Le 16 octobre, Journée mondiale de l'alimentation, selon la FAO (Organisation des Nations unies pour l'alimentation et l'agriculture), a été marqué par des millions supplémentaires de personnes affamées, et beaucoup plus de personnes en situation de pauvreté, dans le contexte de la crise provoquée par la hausse des prix des denrées alimentaires. Les conflits, les guerres et le changement climatique contribuent de la pire des façons à aggraver la situation, qui est exploitée par les multinationales de l'agroalimentaire et du commerce des denrées alimentaires à des fins spéculatives.

## CONSIGNE 1
Reproduisez fidèlement un passage du texte sur la Journée mondiale de l'alimentation, en partant des mots « Le 16 octobre, Journée » et en vous arrêtant après « des fins spéculatives. ».
## CONSIGNE 2
Répondez aux questions suivantes d'après le texte sur la Journée mondiale de l'alimentation.
(a) À quelle date a lieu la Journée mondiale de l'alimentation ?
(b) Quelle hausse est à l'origine de la crise évoquée ?
(c) Qui exploite la situation, et à quelles fins ?
## CONSIGNE 3
Traduisez en anglais la phrase suivante du texte sur la Journée mondiale de l'alimentation : « Les conflits, les guerres et le changement climatique contribuent de la pire des façons à aggraver la situation, qui est exploitée par les multinationales de l'agroalimentaire et du commerce des denrées alimentaires à des fins spéculatives. »
Les enregistrements n'ont aucun lien avec le texte.

## DONNÉES FOURNIES

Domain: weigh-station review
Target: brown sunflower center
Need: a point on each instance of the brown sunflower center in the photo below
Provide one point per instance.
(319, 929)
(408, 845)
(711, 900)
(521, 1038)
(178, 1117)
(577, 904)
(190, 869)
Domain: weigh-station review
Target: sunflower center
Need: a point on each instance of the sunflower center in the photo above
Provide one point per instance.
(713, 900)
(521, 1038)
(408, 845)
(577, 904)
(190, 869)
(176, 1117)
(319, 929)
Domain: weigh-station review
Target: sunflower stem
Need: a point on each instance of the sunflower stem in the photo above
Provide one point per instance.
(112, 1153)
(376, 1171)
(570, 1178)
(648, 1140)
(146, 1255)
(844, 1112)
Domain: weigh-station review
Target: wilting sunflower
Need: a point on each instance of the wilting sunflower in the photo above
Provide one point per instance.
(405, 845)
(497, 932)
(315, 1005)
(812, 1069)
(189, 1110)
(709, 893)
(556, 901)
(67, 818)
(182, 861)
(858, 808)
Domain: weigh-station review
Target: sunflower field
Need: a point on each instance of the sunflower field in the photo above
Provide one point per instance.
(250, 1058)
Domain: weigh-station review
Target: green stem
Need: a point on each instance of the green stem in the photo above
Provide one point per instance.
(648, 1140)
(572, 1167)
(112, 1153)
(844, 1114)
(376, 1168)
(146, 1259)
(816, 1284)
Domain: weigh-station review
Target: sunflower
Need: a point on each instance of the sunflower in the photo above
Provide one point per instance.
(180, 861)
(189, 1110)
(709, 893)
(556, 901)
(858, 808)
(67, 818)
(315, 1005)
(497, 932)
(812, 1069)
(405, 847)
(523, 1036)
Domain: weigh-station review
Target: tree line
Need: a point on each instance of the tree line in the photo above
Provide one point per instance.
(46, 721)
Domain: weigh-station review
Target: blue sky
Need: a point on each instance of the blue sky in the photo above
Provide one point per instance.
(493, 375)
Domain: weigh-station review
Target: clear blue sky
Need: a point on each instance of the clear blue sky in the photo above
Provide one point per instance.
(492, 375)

## RÉPONSE 1
Le 16 octobre, Journée mondiale de l'alimentation, selon la FAO (Organisation des Nations unies pour l'alimentation et l'agriculture), a été marqué par des millions supplémentaires de personnes affamées, et beaucoup plus de personnes en situation de pauvreté, dans le contexte de la crise provoquée par la hausse des prix des denrées alimentaires. Les conflits, les guerres et le changement climatique contribuent de la pire des façons à aggraver la situation, qui est exploitée par les multinationales de l'agroalimentaire et du commerce des denrées alimentaires à des fins spéculatives.

## RÉPONSE 2
(a) Le 16 octobre.
(b) La hausse des prix des denrées alimentaires.
(c) Les multinationales de l'agroalimentaire et du commerce des denrées alimentaires, à des fins spéculatives.

## RÉPONSE 3
Conflicts, wars and climate change contribute in the worst possible way to worsening the situation, which is exploited by multinationals in the agri-food industry and the food trade for speculative purposes.